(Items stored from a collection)
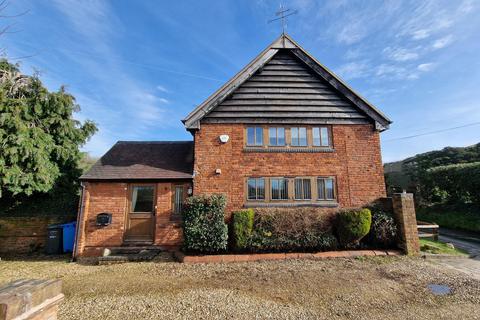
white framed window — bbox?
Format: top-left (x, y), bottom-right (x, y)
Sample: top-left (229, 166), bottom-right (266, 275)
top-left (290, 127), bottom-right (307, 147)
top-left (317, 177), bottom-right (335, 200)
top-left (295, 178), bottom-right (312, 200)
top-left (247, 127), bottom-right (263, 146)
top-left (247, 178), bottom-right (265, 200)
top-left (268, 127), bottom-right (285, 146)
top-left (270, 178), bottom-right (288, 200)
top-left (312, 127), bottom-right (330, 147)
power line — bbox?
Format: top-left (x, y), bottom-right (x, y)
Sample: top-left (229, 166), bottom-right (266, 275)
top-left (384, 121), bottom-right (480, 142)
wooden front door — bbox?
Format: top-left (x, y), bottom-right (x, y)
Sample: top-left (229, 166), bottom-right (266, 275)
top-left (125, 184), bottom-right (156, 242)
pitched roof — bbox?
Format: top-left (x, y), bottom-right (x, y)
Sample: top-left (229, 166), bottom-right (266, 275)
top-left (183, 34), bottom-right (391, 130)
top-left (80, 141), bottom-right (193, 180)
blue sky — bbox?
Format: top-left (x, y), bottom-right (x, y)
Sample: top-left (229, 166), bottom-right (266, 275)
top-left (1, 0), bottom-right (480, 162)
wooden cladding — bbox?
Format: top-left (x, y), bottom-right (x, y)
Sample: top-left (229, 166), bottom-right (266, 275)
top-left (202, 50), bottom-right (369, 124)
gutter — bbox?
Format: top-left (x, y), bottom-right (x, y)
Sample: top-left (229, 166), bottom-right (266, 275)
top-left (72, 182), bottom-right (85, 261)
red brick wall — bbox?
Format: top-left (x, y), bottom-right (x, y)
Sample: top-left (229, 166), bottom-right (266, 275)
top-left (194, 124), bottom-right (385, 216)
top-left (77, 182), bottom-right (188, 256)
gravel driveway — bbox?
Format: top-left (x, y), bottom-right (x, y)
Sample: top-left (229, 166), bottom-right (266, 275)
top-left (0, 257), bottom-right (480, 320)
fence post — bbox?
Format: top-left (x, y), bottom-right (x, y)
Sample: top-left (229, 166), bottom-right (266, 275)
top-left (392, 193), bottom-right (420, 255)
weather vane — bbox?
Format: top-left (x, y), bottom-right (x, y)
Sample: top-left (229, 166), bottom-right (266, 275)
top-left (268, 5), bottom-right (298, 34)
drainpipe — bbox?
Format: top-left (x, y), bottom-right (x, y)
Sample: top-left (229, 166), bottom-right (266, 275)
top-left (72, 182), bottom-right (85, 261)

THE EXERCISE = Reproduce all of the rows above verbatim, leaving out the pictures.

COMPLETED TASK =
white framed window — bbox?
Format: top-left (x, y), bottom-right (x, y)
Sample: top-left (229, 166), bottom-right (266, 275)
top-left (290, 127), bottom-right (307, 147)
top-left (317, 177), bottom-right (335, 200)
top-left (295, 178), bottom-right (312, 200)
top-left (247, 127), bottom-right (263, 146)
top-left (247, 178), bottom-right (265, 200)
top-left (268, 127), bottom-right (285, 146)
top-left (270, 178), bottom-right (288, 200)
top-left (312, 127), bottom-right (330, 147)
power line — bbox?
Format: top-left (x, y), bottom-right (x, y)
Sample: top-left (229, 166), bottom-right (266, 275)
top-left (384, 121), bottom-right (480, 142)
wooden front door — bbox?
Format: top-left (x, y), bottom-right (x, y)
Sample: top-left (229, 166), bottom-right (266, 275)
top-left (125, 184), bottom-right (156, 242)
pitched roof — bbox?
Format: top-left (x, y), bottom-right (x, y)
Sample: top-left (229, 166), bottom-right (266, 275)
top-left (183, 34), bottom-right (391, 130)
top-left (80, 141), bottom-right (193, 180)
blue sky — bbox?
Format: top-left (x, y), bottom-right (x, y)
Sample: top-left (229, 166), bottom-right (266, 275)
top-left (1, 0), bottom-right (480, 162)
wooden cladding — bbox?
Format: top-left (x, y), bottom-right (x, y)
Sample: top-left (229, 166), bottom-right (266, 275)
top-left (202, 50), bottom-right (369, 124)
gutter — bbox?
Format: top-left (x, y), bottom-right (x, y)
Sample: top-left (229, 166), bottom-right (266, 275)
top-left (72, 182), bottom-right (85, 261)
red brick wall — bbox?
Format: top-left (x, y), bottom-right (x, y)
Sample: top-left (229, 166), bottom-right (266, 275)
top-left (194, 124), bottom-right (385, 216)
top-left (77, 182), bottom-right (188, 256)
gravel driveway — bbox?
Format: top-left (x, y), bottom-right (x, y)
Sample: top-left (229, 166), bottom-right (266, 275)
top-left (0, 257), bottom-right (480, 320)
fence post — bbox?
Format: top-left (x, y), bottom-right (x, y)
Sample: top-left (229, 166), bottom-right (266, 275)
top-left (392, 193), bottom-right (420, 255)
weather vane — bbox?
Format: top-left (x, y), bottom-right (x, y)
Sample: top-left (229, 166), bottom-right (266, 275)
top-left (268, 5), bottom-right (298, 34)
drainpipe — bbox?
Format: top-left (x, y), bottom-right (x, y)
Sample: top-left (229, 166), bottom-right (266, 275)
top-left (72, 182), bottom-right (85, 261)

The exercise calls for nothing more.